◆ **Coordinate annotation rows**
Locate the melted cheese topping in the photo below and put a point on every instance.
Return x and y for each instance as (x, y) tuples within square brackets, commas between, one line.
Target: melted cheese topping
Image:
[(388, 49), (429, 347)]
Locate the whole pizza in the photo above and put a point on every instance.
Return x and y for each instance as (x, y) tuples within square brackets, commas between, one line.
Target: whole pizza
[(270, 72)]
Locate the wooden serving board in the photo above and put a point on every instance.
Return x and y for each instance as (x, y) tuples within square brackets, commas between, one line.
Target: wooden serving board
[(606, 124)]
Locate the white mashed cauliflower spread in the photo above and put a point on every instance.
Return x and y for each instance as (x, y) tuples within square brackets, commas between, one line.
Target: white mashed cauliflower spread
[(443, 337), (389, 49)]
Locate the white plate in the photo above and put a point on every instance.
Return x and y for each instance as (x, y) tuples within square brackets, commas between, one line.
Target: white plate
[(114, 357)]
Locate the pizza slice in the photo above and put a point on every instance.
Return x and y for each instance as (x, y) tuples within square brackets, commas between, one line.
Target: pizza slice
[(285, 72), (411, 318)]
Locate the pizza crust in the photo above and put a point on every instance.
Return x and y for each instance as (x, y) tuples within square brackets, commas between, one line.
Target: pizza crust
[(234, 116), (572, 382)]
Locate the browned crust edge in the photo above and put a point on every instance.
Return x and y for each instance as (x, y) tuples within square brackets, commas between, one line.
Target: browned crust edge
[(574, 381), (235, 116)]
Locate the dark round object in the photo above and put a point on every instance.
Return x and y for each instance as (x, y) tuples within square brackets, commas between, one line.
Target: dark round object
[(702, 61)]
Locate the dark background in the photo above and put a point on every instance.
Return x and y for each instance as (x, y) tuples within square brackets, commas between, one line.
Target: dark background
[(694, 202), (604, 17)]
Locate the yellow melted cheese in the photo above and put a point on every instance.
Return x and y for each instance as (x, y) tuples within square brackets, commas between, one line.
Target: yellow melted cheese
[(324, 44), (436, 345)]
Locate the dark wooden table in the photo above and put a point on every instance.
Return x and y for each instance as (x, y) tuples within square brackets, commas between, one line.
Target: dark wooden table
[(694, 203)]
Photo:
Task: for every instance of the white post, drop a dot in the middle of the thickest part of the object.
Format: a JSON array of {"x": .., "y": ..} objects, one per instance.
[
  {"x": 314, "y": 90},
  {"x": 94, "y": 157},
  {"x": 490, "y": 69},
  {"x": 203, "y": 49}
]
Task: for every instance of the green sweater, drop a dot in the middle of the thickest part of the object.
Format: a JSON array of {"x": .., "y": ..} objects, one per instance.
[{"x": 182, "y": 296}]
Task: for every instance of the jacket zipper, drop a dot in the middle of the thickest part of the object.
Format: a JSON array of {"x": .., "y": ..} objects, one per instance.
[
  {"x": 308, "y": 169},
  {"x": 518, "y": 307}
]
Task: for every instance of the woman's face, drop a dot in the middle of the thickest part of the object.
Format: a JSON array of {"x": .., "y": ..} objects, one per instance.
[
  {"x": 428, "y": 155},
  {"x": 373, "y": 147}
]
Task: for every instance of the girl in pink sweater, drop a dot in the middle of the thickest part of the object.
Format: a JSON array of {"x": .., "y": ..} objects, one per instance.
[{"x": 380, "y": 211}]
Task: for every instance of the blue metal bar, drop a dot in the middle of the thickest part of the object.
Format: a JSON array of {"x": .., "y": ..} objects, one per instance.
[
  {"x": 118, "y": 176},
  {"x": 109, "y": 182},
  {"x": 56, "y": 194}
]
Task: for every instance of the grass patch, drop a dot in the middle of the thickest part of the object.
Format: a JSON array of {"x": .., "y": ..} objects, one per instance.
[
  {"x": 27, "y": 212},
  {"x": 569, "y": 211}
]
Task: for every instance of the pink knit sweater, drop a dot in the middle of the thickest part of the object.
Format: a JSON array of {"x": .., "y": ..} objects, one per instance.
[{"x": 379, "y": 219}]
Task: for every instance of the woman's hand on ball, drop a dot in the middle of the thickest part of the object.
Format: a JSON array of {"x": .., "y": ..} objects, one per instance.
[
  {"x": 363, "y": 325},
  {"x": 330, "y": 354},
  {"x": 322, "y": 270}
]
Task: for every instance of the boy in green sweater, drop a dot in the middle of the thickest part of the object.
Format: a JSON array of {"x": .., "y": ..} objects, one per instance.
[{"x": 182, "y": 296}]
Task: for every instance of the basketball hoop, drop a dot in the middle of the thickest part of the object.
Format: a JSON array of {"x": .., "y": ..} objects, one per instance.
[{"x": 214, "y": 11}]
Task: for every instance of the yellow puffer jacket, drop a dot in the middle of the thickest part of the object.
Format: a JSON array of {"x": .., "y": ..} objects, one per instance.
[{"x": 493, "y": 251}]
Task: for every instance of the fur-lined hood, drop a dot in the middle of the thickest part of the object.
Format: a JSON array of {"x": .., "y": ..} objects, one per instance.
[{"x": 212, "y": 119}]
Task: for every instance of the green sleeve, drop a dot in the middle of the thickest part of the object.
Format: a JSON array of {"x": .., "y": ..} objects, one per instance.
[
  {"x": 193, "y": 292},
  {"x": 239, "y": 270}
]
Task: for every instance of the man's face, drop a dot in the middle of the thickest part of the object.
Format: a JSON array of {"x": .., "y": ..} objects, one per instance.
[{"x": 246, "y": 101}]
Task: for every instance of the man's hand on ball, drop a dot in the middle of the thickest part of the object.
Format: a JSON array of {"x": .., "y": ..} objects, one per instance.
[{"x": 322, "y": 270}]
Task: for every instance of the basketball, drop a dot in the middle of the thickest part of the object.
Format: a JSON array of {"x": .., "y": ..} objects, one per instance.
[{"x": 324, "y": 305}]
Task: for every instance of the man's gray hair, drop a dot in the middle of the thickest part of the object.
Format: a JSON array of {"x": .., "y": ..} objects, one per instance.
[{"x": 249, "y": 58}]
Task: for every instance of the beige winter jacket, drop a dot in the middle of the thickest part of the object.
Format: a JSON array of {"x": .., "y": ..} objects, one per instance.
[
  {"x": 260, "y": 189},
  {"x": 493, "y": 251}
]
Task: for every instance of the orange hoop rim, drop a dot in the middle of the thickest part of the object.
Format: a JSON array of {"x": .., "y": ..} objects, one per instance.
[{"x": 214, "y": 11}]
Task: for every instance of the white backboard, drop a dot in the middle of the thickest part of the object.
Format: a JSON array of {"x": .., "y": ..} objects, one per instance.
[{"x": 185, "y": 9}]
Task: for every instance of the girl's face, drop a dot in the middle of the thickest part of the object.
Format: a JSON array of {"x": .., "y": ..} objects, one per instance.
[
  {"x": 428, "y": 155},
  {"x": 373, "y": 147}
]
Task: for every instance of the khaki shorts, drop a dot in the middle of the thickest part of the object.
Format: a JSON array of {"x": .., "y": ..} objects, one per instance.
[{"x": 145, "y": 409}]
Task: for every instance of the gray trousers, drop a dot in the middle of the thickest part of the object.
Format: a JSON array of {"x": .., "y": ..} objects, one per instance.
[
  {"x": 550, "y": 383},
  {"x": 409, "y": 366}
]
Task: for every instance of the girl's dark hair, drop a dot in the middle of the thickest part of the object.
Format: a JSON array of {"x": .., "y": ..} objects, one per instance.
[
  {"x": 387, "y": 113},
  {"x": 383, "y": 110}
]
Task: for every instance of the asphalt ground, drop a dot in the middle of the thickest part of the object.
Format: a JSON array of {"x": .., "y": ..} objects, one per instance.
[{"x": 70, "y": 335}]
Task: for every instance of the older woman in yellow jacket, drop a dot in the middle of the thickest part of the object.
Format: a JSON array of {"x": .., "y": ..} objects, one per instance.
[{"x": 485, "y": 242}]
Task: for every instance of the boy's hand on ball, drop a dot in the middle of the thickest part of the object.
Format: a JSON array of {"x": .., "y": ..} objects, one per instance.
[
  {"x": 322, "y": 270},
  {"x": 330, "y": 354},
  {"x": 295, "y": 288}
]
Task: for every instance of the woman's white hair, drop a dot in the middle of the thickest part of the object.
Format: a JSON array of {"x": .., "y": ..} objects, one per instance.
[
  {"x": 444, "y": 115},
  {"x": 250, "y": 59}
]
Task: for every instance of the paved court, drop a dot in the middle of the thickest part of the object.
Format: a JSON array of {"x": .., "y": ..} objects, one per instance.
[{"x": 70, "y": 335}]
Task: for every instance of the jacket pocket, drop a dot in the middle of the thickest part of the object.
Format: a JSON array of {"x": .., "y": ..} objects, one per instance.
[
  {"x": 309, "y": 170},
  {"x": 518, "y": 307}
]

◆ **WHAT YOU ARE ASKED TO DO**
Edit the rows above from the line holding "Task: for every instance of the asphalt" through the last row, inclusive, replacing "thickest" with "widest" and changing nothing else. Return only those lines.

◆ **OUTPUT OF THE TASK**
Task: for every instance of the asphalt ground, drop a dot in the middle of the widest part of the object.
Format: a JSON array of {"x": .., "y": ..} objects, one per instance.
[{"x": 70, "y": 335}]
Task: for every instance of the older woman in yellow jacket, drop a dot in the middle of the widest part of the object.
Format: a JSON array of {"x": .., "y": ..} objects, one per instance.
[{"x": 485, "y": 242}]
Task: for every instance of the boy's hand on ball, drop a dot in the middle of the widest part of the object.
Format: a JSON array of {"x": .., "y": ..} objects, one per instance.
[
  {"x": 322, "y": 270},
  {"x": 330, "y": 354},
  {"x": 295, "y": 288}
]
Task: for every instance of the woman's white hair, drop a dot in the middle of the widest part of the object.
Format: a JSON array of {"x": .., "y": ..} objects, one per instance.
[
  {"x": 444, "y": 115},
  {"x": 250, "y": 59}
]
Task: for every instance of the paved court, drop a dot in the middle of the widest part of the object.
Format: a JSON array of {"x": .., "y": ..} objects, one per instance.
[{"x": 70, "y": 335}]
Task: for every instance of the jacket pocket, drop a dot in the middle of the widest part of the object.
Format: a JSON array of {"x": .., "y": ..} objects, one per instance.
[
  {"x": 309, "y": 170},
  {"x": 518, "y": 307}
]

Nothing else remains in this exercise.